Your goal:
Return every entry below exactly as written.

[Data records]
----

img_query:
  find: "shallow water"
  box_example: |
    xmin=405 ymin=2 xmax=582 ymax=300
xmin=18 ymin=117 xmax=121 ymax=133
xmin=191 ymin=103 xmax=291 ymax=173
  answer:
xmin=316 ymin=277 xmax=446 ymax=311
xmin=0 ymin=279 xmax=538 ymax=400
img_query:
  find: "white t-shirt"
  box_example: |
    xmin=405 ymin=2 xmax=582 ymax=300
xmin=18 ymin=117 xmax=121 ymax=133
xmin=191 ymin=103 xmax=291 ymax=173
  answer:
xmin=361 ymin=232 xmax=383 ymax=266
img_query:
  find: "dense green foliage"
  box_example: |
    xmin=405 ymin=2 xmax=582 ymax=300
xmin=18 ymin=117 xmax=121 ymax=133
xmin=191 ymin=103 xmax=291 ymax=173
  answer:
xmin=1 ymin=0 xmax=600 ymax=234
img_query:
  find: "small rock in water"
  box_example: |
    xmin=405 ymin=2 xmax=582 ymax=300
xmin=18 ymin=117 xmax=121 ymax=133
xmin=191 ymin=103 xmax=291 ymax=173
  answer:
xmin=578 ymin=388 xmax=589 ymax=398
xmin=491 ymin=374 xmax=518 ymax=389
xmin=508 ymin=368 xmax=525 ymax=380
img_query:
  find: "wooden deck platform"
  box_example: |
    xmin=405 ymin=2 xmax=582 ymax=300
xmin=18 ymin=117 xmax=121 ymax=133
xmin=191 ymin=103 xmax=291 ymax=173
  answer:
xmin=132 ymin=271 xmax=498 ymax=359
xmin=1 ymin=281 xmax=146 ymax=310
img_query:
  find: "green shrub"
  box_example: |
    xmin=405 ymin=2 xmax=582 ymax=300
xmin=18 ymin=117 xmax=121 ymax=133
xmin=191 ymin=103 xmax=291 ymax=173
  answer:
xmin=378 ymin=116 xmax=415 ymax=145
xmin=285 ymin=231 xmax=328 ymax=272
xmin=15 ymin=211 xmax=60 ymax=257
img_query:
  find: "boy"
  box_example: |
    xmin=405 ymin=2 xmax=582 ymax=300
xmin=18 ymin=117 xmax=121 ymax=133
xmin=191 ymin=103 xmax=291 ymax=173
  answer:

----

Your response:
img_query:
  find: "shallow water"
  box_example: |
    xmin=405 ymin=2 xmax=582 ymax=300
xmin=18 ymin=117 xmax=121 ymax=133
xmin=191 ymin=103 xmax=291 ymax=173
  answer:
xmin=316 ymin=277 xmax=446 ymax=311
xmin=0 ymin=279 xmax=538 ymax=400
img_query:
  find: "white t-shirt"
  box_example: |
    xmin=405 ymin=2 xmax=582 ymax=300
xmin=18 ymin=117 xmax=121 ymax=133
xmin=191 ymin=103 xmax=291 ymax=173
  answer:
xmin=361 ymin=232 xmax=383 ymax=266
img_query:
  find: "dense green foliage"
  box_example: |
    xmin=405 ymin=2 xmax=582 ymax=300
xmin=18 ymin=117 xmax=121 ymax=133
xmin=191 ymin=103 xmax=291 ymax=173
  answer:
xmin=1 ymin=0 xmax=600 ymax=234
img_query:
  find: "small rock in water"
  box_example: |
    xmin=405 ymin=2 xmax=582 ymax=300
xmin=18 ymin=117 xmax=121 ymax=133
xmin=191 ymin=103 xmax=291 ymax=173
  answer:
xmin=578 ymin=388 xmax=589 ymax=398
xmin=491 ymin=374 xmax=518 ymax=389
xmin=508 ymin=368 xmax=525 ymax=380
img_query:
  find: "wooden deck platform"
  box_example: |
    xmin=405 ymin=2 xmax=582 ymax=300
xmin=18 ymin=117 xmax=121 ymax=133
xmin=191 ymin=103 xmax=291 ymax=173
  answer:
xmin=132 ymin=271 xmax=498 ymax=359
xmin=1 ymin=281 xmax=146 ymax=310
img_query:
  find: "green shrub"
  box_example: |
    xmin=405 ymin=2 xmax=582 ymax=300
xmin=18 ymin=117 xmax=121 ymax=133
xmin=191 ymin=103 xmax=291 ymax=173
  answer:
xmin=378 ymin=116 xmax=415 ymax=145
xmin=285 ymin=231 xmax=328 ymax=272
xmin=15 ymin=211 xmax=60 ymax=257
img_query:
  find: "boy"
  box_example: |
    xmin=405 ymin=2 xmax=582 ymax=300
xmin=18 ymin=117 xmax=121 ymax=133
xmin=191 ymin=103 xmax=291 ymax=173
  answer:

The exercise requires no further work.